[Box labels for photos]
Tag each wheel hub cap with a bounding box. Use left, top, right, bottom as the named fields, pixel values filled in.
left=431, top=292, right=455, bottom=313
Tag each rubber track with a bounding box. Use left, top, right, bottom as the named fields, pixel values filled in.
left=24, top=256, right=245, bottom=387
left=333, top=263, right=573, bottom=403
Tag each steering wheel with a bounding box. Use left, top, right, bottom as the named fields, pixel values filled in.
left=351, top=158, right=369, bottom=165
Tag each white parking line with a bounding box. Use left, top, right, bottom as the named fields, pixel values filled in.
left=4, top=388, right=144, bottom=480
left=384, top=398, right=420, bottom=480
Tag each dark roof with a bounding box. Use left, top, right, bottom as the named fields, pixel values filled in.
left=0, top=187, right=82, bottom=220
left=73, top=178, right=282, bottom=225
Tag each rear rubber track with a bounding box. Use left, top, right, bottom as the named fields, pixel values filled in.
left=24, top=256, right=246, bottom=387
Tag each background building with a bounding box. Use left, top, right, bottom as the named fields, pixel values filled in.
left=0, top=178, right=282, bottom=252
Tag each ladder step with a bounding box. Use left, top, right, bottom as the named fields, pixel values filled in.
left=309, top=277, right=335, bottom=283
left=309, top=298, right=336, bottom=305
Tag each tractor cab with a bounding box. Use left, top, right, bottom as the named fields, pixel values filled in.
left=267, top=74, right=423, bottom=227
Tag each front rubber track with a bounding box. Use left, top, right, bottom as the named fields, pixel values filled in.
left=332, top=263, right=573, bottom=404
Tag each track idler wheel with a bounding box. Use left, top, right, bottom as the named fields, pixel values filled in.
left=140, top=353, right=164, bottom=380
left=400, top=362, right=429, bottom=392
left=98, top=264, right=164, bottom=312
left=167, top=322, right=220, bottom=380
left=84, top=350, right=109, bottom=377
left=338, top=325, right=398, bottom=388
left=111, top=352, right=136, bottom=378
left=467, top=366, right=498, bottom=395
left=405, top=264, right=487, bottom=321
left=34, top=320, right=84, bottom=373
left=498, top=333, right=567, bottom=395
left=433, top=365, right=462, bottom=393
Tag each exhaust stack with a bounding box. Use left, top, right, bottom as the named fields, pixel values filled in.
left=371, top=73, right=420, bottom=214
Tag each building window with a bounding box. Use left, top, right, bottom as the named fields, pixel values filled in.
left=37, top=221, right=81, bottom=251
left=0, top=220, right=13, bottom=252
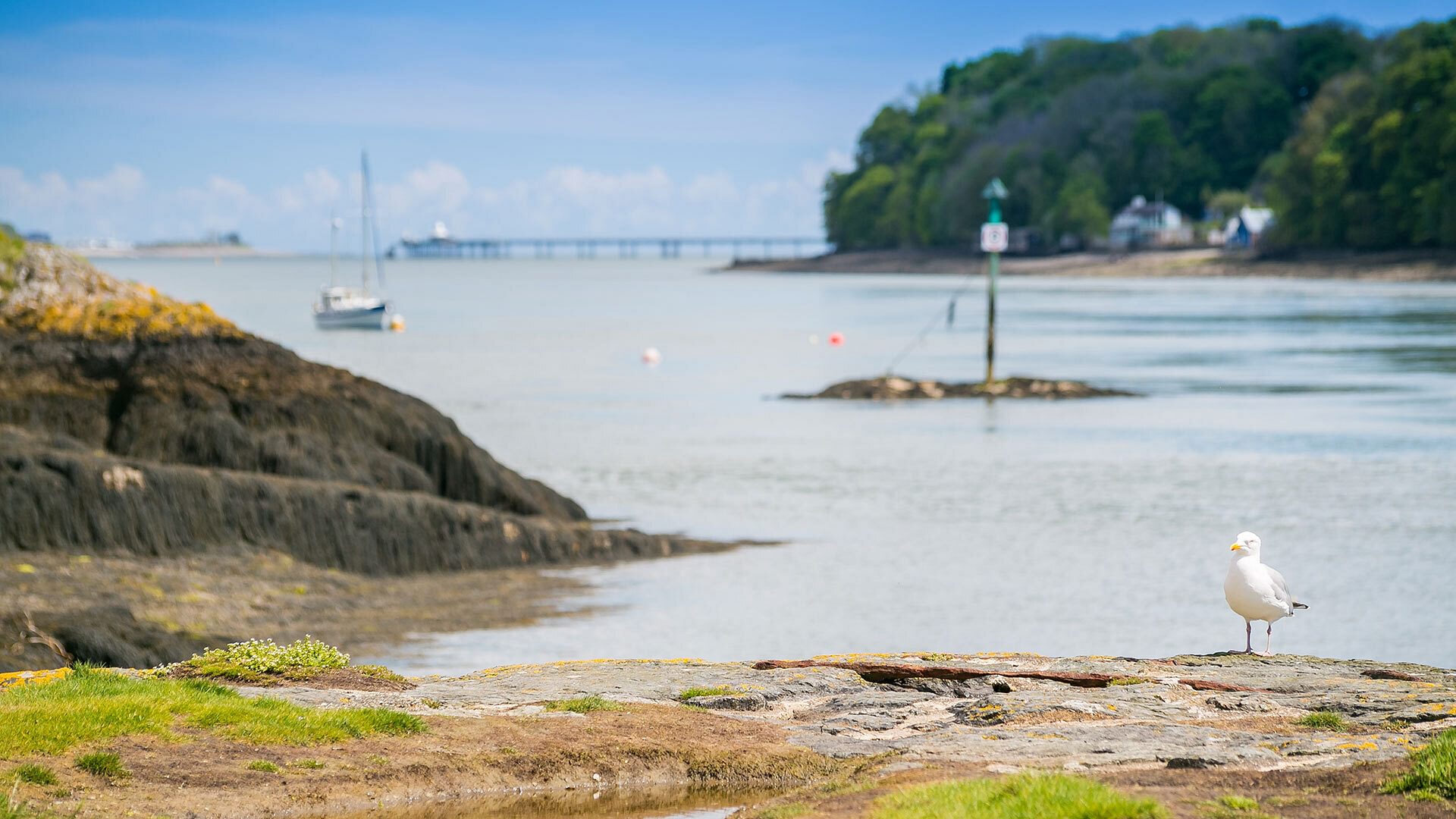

PROBLEM REQUIREMENTS: Throughout all the rows above, change "bounding box" to "bounding rectangle" and write the lines out again with nothing else altered. Leave out the pictures.

OUTPUT FOR THIS EXERCISE:
Tag each wheel hub cap with a bounding rectangle. Use left, top, right, bottom as the named fields, pixel values filled in.
left=431, top=292, right=455, bottom=313
Tag each rubber track with a bounding rectangle. Use left, top, right, bottom as the named fields, pixel values filled in.
left=24, top=256, right=245, bottom=387
left=333, top=263, right=573, bottom=403
Tag each steering wheel with a bounding rectangle. Use left, top, right, bottom as the named fields, pixel values filled in.
left=351, top=158, right=369, bottom=165
Tag each white parking line with a bounding rectangle. Use left, top, right, bottom as the named fields, pixel values filled in.
left=4, top=388, right=144, bottom=480
left=384, top=398, right=420, bottom=480
Tag each dark roof with a bounding rectangle. Use left, top, right, bottom as the named fields, pixel values filled in.
left=0, top=187, right=82, bottom=220
left=73, top=178, right=282, bottom=225
Tag each rear rubber track with a bounding rectangle. Use left, top, right, bottom as the named fields, pixel values filled in.
left=24, top=256, right=246, bottom=387
Tag each background building with a bounding rectangle. Use left, top, right, bottom as the named fields, pixel values filled in.
left=0, top=178, right=282, bottom=252
Tag each ladder step with a bounding rectangle. Use left, top, right, bottom as the named fields, pixel values filled in.
left=309, top=277, right=335, bottom=283
left=309, top=298, right=336, bottom=305
Tag each tractor cab with a bounding rectangle. Use left, top, right, bottom as the named fields, pixel values filled in.
left=267, top=74, right=423, bottom=227
Tag each front rubber track with a bounding rectangle. Use left, top, right, bottom as the named fields, pixel values filled in.
left=332, top=263, right=573, bottom=404
Tag each track idler wheel with a bounding rectangle. Use left, top, right, bottom as the named fields, pixel values filled in.
left=140, top=353, right=164, bottom=380
left=400, top=362, right=429, bottom=392
left=98, top=264, right=164, bottom=312
left=167, top=322, right=220, bottom=380
left=84, top=350, right=109, bottom=377
left=338, top=325, right=398, bottom=388
left=111, top=352, right=136, bottom=378
left=467, top=366, right=498, bottom=395
left=405, top=264, right=487, bottom=321
left=34, top=320, right=84, bottom=373
left=498, top=333, right=567, bottom=395
left=433, top=365, right=462, bottom=393
Tag each exhaust stack with a bounding rectangle. Use left, top, right, bottom as the named fields, pixel values filled in.
left=371, top=73, right=420, bottom=214
Tag each building window with a bounding rectangle. Use left, top, right, bottom as the named fields, pixel values filled in.
left=37, top=221, right=81, bottom=251
left=0, top=220, right=13, bottom=252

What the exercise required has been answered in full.